Instructions for the task: Word for word, reproduce the data that follows.

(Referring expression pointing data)
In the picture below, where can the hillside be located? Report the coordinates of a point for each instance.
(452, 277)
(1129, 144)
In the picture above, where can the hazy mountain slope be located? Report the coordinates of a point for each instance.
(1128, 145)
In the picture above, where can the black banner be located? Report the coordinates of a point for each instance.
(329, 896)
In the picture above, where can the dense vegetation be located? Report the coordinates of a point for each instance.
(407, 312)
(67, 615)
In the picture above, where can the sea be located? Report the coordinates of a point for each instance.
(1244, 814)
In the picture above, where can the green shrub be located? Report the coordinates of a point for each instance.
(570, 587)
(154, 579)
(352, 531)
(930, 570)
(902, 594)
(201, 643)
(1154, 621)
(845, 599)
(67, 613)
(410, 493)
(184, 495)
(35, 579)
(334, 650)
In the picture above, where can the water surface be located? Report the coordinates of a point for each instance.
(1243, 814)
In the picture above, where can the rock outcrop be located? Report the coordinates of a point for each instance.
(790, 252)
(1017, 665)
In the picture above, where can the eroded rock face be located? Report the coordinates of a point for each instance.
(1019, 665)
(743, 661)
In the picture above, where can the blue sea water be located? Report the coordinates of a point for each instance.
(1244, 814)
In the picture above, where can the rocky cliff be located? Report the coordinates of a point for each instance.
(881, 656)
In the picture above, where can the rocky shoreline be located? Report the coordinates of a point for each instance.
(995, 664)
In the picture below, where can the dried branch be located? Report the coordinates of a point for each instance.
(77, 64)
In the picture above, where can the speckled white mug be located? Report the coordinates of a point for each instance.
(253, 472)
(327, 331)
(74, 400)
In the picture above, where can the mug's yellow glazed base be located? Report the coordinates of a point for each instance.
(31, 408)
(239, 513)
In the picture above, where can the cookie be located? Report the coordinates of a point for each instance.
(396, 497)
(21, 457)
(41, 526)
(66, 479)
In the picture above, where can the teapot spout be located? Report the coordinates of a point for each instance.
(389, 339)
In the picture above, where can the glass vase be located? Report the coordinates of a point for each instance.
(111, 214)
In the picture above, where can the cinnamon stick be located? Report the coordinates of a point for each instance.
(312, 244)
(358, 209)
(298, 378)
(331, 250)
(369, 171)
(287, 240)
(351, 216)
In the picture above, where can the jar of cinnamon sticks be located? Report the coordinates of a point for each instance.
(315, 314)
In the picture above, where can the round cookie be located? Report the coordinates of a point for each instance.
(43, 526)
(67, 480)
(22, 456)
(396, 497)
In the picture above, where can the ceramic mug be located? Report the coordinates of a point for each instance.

Solution:
In the picture below, where can the hillside be located? Report the coordinates of a point for each instance.
(452, 277)
(1129, 144)
In the picture above, where can the hazy mountain slope be located? Report the coordinates of a point for each instance.
(1128, 145)
In the picture above, where can the black banner be located? Report the coordinates of a point for each instance.
(329, 896)
In the picture above, where can the dense vegetation be located? Report the coordinates of a point for each instance.
(407, 312)
(67, 615)
In the picture above, where can the sea be located? Report the coordinates of a point for each instance.
(1244, 814)
In the picture above, where can the green shrub be located? Report the coordinates of a point for each instance.
(570, 587)
(154, 579)
(352, 531)
(930, 570)
(902, 594)
(201, 643)
(1154, 621)
(845, 599)
(67, 613)
(410, 493)
(184, 495)
(35, 579)
(334, 650)
In the picture above, where can the water surface be located? Report the coordinates of a point for each instance.
(1243, 814)
In the picture above, where can the rock outcrop be located? Report the coordinates of a point for each instance.
(790, 252)
(1017, 665)
In the picture above, where can the eroded rock face be located? Report the coordinates of a point for each instance.
(1019, 665)
(743, 661)
In the picture above, where can the blue sea water be located? Report the coordinates of a point for each instance.
(1244, 814)
In the picture above, where can the rocky cliff be located? Report the coordinates of a point for each instance.
(881, 656)
In the picture above, where can the rocky shoreline be located? Report the coordinates of a point for each instance.
(995, 664)
In the picture below, where can the dried branch be located? Report the coordinates of a point for each instance.
(77, 64)
In the picture above, where can the speckled white mug be located? Report the coordinates of a point for each instance.
(253, 472)
(327, 331)
(74, 400)
In the picture above, where can the mug's yellow glazed base be located? Report the coordinates of a point for each instance.
(31, 408)
(239, 513)
In the picture above, where can the cookie be located? Report the coordinates of a point for each instance.
(396, 497)
(21, 457)
(41, 526)
(66, 479)
In the picture above, where can the teapot spout be located? Report the coordinates of a point for each instance.
(389, 339)
In the picture above, where can the glass vase be located? Report the coordinates of a point for each instance.
(111, 214)
In the picture above, where can the cinnamon stick be located? Report the coordinates of a point for each instance.
(312, 244)
(358, 209)
(298, 378)
(331, 250)
(369, 171)
(287, 240)
(351, 216)
In the picture above, where can the jar of cinnamon sticks be located? Report the coordinates of a point for each instance.
(315, 314)
In the picture above, where can the round cookie be located? Report the coordinates of a point for each instance.
(43, 526)
(67, 480)
(22, 456)
(396, 497)
In the picture above, where can the ceramic mug be located? Report the coordinates of a point for each instance.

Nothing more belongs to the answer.